# EXERCISE:
Write the material out again in full, exactly.

# MATERIAL FOR THE TASK:
==*==
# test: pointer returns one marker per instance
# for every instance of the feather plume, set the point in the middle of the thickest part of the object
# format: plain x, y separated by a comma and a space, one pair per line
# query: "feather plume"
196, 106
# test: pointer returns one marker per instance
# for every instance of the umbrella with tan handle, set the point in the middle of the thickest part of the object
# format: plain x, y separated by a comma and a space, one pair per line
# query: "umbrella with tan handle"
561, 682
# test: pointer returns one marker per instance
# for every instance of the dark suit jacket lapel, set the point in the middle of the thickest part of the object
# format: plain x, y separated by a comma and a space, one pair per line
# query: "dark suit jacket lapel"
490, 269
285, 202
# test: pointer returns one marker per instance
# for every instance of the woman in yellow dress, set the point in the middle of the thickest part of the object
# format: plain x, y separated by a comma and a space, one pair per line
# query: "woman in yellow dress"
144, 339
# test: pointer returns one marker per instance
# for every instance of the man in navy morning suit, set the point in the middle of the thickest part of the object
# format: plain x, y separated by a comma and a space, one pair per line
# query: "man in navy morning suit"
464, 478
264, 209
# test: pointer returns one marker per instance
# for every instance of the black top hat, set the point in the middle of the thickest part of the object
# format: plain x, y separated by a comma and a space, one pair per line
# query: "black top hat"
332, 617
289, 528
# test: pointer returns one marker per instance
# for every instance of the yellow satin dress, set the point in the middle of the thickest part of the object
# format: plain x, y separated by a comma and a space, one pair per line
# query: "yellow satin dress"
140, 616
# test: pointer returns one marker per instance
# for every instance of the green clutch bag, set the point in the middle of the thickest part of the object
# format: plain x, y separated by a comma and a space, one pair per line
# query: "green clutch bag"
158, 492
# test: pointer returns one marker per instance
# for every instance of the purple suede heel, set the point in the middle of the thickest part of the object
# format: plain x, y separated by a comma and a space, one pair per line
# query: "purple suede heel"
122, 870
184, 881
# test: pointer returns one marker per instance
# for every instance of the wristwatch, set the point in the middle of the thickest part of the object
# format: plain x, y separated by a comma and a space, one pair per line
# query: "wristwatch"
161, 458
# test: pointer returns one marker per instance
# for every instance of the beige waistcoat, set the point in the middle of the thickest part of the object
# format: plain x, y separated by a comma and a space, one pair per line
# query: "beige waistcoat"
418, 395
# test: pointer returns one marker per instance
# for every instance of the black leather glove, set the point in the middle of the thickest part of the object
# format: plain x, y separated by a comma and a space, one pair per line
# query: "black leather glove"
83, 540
==*==
# COMPLETE OUTPUT:
# test: pointer returns one marker per instance
# for every instance of the feather plume, set the point in the middle of the thickest part of the object
# format: plain x, y separated by a comma and a space, one pair per line
# query: "feather plume"
196, 106
# test: pointer returns one marker per instance
# for every instance of the umbrella with tan handle, set the point in the middle of the thickest part of the object
# format: plain x, y separated by a comma and a space, one pair per line
# query: "umbrella with tan handle"
561, 682
# test: pointer returns one marker per instance
# for every instance of the dark suit jacket lapel, set the point in the middle of the thickest part of the object
# format: plain x, y separated by a comma and a space, one pair per line
# query: "dark suit jacket lapel"
490, 269
285, 202
# test: pointer returns one marker per instance
# for every instance of the woman in yellow dress, set the point in the middle of the thickest part of the object
# format: plain x, y separated by a comma and a space, one pair per line
# query: "woman in yellow dress"
144, 339
# test: pointer returns one marker per instance
# for every instance of the man in navy morning suit, set the point in the middle of the thickest part of the object
# format: plain x, y separated by a comma and a space, one pair per line
# query: "man in navy morning suit"
464, 478
264, 209
# test: pointer returns one marker per instance
# for every instance of the black top hat, set the point in the middle of the thickest part of the object
# format: plain x, y separated by a comma and a space, one pair per line
# query: "black top hat"
332, 617
289, 528
# test: pointer returns one marker per instance
# for every instance of the yellow satin dress, set the point in the middle of the thickest part of the object
# format: plain x, y separated by a comma and a space, one pair per line
# query: "yellow satin dress"
140, 616
# test: pointer returns one marker per instance
# for every instance of the green clutch bag, set the point in the middle of the thickest part of the object
# format: plain x, y separated by a comma and a space, one pair per line
# query: "green clutch bag"
158, 492
# test: pointer returns one marker per instance
# for every instance of the purple suede heel, set the point in the middle of the thickest part of the object
# format: plain x, y separated by a comma and a space, one pair per line
# query: "purple suede heel"
122, 870
184, 881
# test: pointer returns one marker per instance
# for every instance of the wristwatch, set the point in the middle of the thickest part of the object
# format: plain x, y separated by a comma and a space, one pair per line
# query: "wristwatch"
161, 458
# test: pointer returns one marker per instance
# for every instance of the beige waistcoat, set the point in the middle of the thickest part of the object
# format: plain x, y separated by a comma and a space, one pair per line
# query: "beige waistcoat"
418, 395
# test: pointer returns one marker per instance
# for every instance of the black leather glove, set the point in the middle of the thickest part of the object
# format: plain x, y separated by a comma and a space, one pair per line
# query: "black leather glove"
83, 540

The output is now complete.